WHAT IS ASKED: State how many lines of the items below contain the string "person", treating uppercase and lowercase letters as distinct. Give only the number.

EXTRACTED DATA:
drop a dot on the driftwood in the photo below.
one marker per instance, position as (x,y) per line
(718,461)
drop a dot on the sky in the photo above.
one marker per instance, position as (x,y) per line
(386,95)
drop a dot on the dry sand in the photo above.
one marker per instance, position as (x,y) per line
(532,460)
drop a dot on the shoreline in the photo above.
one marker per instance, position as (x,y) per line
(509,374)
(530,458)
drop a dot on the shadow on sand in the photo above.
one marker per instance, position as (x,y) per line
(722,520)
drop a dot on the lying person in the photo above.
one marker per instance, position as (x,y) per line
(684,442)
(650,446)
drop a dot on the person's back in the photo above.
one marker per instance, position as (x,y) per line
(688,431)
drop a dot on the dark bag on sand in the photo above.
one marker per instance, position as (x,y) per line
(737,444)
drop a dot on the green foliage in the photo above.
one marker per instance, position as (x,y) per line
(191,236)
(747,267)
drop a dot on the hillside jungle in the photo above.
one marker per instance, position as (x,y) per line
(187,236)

...

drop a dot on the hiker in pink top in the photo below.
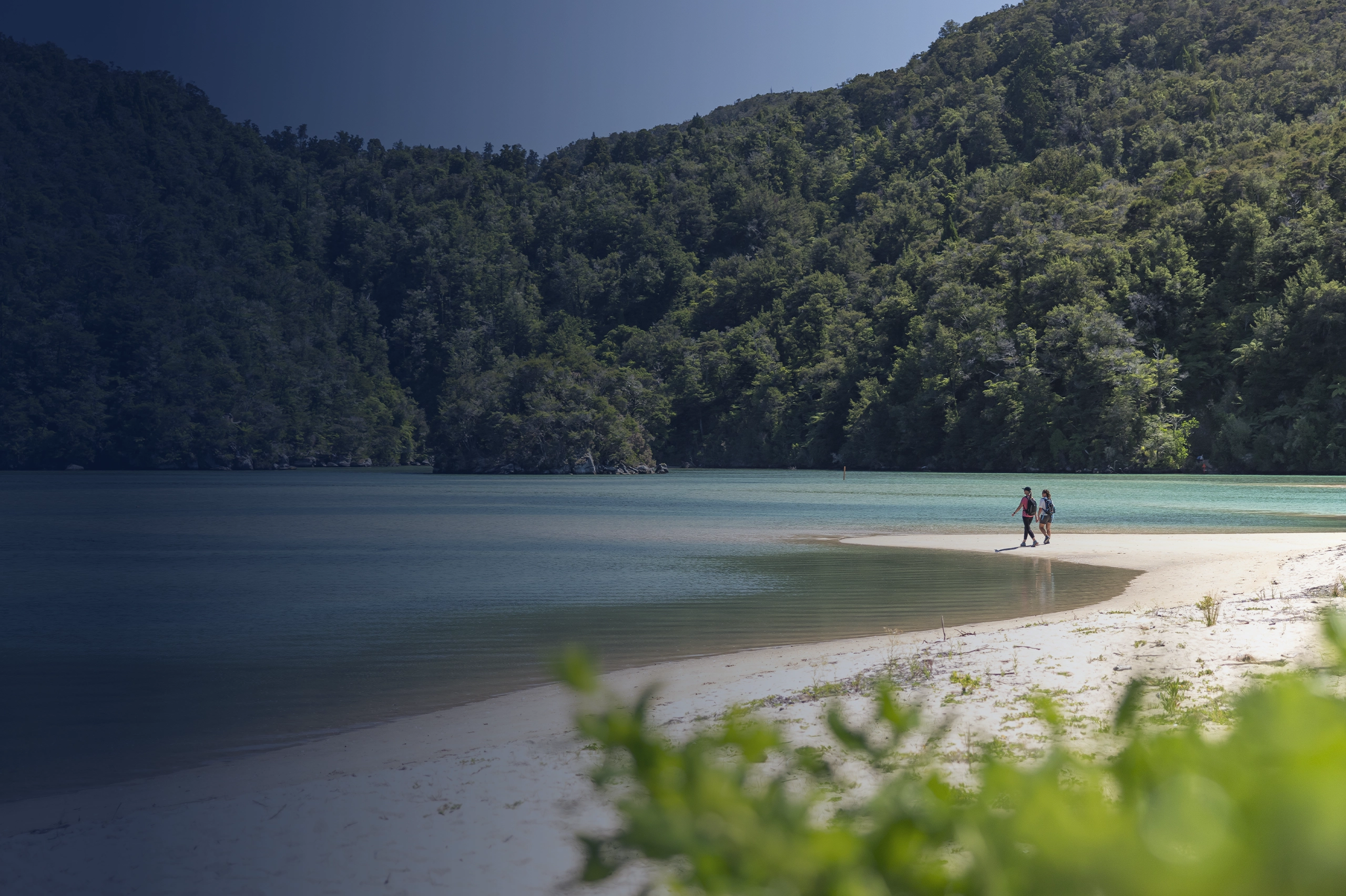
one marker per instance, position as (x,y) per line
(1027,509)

==

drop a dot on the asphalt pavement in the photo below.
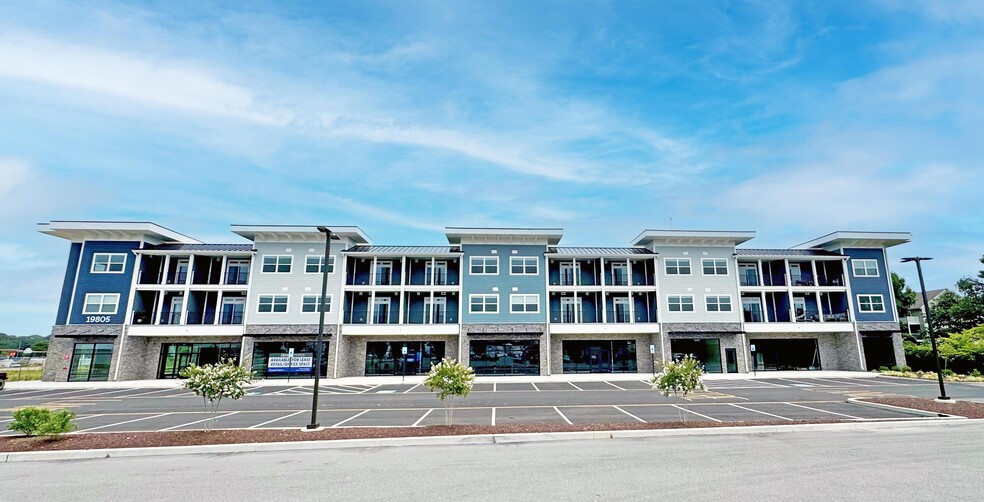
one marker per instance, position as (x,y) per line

ANSWER TO THIS TASK: 2